_EXERCISE DESCRIPTION_
Substitute "nonzero winding rule" for every occurrence of "even-odd rule" in the entries below, and leave everything else unchanged.

Contour labeling entries

---*---

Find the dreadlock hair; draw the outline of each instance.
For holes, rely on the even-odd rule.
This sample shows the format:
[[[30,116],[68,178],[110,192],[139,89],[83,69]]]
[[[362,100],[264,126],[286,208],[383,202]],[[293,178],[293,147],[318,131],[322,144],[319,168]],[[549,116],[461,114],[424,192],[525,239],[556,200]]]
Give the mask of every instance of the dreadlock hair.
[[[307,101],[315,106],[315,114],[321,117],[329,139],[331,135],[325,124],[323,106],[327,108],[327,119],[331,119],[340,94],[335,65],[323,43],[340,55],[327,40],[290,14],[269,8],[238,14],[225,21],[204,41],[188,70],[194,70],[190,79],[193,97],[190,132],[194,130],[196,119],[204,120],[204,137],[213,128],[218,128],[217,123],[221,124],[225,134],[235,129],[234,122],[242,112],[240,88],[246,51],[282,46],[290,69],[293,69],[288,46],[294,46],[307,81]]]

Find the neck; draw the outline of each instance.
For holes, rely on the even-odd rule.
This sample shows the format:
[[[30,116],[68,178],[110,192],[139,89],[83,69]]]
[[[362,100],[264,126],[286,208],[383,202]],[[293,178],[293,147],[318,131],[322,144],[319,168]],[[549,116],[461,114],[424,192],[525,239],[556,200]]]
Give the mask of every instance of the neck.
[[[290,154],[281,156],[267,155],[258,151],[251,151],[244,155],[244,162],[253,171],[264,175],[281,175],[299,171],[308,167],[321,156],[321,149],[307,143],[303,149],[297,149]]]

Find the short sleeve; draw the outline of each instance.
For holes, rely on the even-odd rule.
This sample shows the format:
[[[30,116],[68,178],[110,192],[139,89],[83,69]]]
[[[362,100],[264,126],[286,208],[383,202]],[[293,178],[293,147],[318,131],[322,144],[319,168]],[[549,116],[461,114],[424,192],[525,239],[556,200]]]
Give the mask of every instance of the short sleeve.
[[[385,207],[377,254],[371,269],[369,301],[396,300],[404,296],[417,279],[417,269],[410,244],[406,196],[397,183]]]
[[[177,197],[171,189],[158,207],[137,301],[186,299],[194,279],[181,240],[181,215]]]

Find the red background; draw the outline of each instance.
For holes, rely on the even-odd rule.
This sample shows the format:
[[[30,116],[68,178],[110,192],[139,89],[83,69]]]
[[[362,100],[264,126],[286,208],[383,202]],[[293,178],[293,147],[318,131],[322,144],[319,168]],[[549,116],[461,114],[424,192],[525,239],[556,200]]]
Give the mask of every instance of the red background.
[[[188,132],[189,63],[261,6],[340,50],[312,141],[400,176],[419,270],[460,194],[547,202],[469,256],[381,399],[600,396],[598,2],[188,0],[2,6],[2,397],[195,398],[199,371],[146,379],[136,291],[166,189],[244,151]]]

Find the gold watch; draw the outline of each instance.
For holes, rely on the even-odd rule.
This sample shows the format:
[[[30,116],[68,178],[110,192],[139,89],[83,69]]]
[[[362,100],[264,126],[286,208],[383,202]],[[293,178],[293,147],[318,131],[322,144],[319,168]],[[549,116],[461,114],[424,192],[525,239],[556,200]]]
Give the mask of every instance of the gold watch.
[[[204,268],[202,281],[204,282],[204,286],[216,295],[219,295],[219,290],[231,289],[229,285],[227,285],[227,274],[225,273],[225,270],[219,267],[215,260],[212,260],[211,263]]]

---*---

_TASK ANSWER_
Find the dreadlock hair; draw the outline of each instance.
For holes, rely on the nonzero winding rule.
This sample shows the format:
[[[30,116],[68,178],[110,192],[139,89],[83,69]]]
[[[362,100],[264,126],[286,208],[383,202]],[[293,178],[293,147],[318,131],[322,144],[319,168]],[[549,116],[461,114],[424,192],[525,239],[556,200]]]
Give the mask of every instance of the dreadlock hair.
[[[307,101],[315,106],[315,114],[321,117],[329,139],[331,135],[325,124],[323,106],[327,108],[327,119],[331,119],[340,94],[335,65],[323,43],[340,55],[327,40],[290,14],[269,8],[238,14],[225,21],[204,41],[188,70],[194,70],[190,79],[193,97],[190,132],[194,130],[196,119],[204,120],[204,137],[213,128],[218,128],[217,123],[221,124],[225,134],[235,129],[234,122],[242,112],[240,88],[246,51],[282,46],[290,69],[293,69],[288,46],[294,46],[307,81]]]

Find the neck; draw the outline of each instance.
For holes, rely on the nonzero winding rule.
This sample shows the format:
[[[30,116],[68,178],[110,192],[139,89],[83,69]]]
[[[362,100],[264,126],[286,208],[383,202]],[[293,178],[293,147],[318,131],[322,144],[319,168]],[[549,116],[461,114],[424,192],[525,239],[556,200]]]
Give the mask of every instance of the neck.
[[[290,154],[281,156],[267,155],[258,151],[251,151],[244,155],[244,162],[253,171],[264,175],[281,175],[299,171],[308,167],[321,156],[321,149],[307,143],[303,149],[297,149]]]

Find the short sleeve; draw the outline of each instance.
For holes, rely on the nonzero winding rule.
This sample shows the format:
[[[30,116],[68,178],[110,192],[139,89],[83,69]]]
[[[362,100],[264,126],[286,208],[383,202]],[[293,178],[293,147],[318,131],[322,144],[319,168]],[[549,116],[461,114],[424,192],[525,239],[556,200]]]
Give the mask of every instance of the short sleeve.
[[[385,207],[377,254],[371,269],[369,301],[396,300],[404,296],[417,279],[417,269],[410,244],[406,196],[397,183]]]
[[[177,197],[171,189],[158,207],[137,301],[186,299],[194,279],[181,240],[181,215]]]

Find the red background; draw the outline of each instance.
For holes, rely on the nonzero winding rule.
This sample shows the format:
[[[30,116],[68,178],[110,192],[139,89],[83,69]]]
[[[362,100],[264,126],[286,208],[383,202]],[[293,178],[293,147],[318,131],[322,144],[319,168]],[[549,116],[461,114],[424,192],[525,239],[556,200]]]
Give the mask of every instance of the red background.
[[[188,132],[189,63],[261,6],[340,50],[312,141],[400,176],[419,270],[460,194],[547,202],[469,256],[381,399],[600,396],[598,2],[188,0],[2,6],[2,397],[195,398],[199,371],[146,379],[136,291],[166,189],[244,151]]]

Find the gold watch; draw the outline of each instance.
For holes, rely on the nonzero winding rule.
This sample shows the format:
[[[30,116],[68,178],[110,192],[139,89],[83,69]]]
[[[362,100],[264,126],[286,208],[383,202]],[[293,178],[293,147],[318,131],[322,144],[319,168]],[[549,116],[461,114],[424,192],[525,239],[556,200]]]
Give the mask of every instance of the gold watch.
[[[204,268],[202,281],[204,282],[204,286],[216,295],[219,295],[219,290],[231,289],[229,285],[227,285],[227,274],[225,273],[225,270],[219,267],[215,260],[212,260],[211,263]]]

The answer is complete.